* _The task_
Count the lines in the records below that contain the string "every", treating uppercase and lowercase as different, and reply with only that number.

:::::

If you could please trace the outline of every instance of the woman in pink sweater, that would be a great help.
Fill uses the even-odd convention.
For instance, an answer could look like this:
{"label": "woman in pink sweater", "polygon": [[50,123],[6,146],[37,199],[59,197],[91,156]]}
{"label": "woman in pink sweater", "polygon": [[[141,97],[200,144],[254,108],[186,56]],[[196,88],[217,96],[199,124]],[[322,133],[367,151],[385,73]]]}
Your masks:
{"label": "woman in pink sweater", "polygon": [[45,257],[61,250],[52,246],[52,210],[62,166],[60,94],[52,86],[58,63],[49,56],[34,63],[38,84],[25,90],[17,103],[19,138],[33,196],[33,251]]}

:::::

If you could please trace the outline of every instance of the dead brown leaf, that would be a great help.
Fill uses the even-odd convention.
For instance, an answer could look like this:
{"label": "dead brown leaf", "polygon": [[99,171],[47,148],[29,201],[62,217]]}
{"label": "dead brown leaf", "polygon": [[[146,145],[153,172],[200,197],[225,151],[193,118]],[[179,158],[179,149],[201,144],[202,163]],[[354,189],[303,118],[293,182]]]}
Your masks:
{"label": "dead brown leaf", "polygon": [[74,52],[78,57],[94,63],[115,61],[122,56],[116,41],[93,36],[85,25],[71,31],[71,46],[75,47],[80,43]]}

:::::

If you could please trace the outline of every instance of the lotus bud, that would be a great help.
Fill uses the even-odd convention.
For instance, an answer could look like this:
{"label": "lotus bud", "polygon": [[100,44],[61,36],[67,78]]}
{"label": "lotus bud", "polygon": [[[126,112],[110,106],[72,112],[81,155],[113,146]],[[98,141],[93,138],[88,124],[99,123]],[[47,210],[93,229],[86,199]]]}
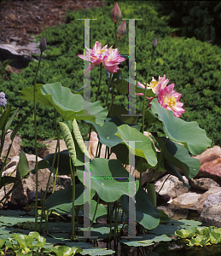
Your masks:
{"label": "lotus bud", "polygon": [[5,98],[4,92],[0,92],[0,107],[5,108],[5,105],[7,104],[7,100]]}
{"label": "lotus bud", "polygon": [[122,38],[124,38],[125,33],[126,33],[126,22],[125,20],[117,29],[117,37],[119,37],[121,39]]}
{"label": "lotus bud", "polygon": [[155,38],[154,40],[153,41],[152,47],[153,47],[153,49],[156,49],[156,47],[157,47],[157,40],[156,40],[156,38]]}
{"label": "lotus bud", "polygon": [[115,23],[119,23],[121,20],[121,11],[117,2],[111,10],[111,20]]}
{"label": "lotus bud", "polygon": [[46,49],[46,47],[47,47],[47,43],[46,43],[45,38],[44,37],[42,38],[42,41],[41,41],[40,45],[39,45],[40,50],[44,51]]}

:::::

* _Answer in full_
3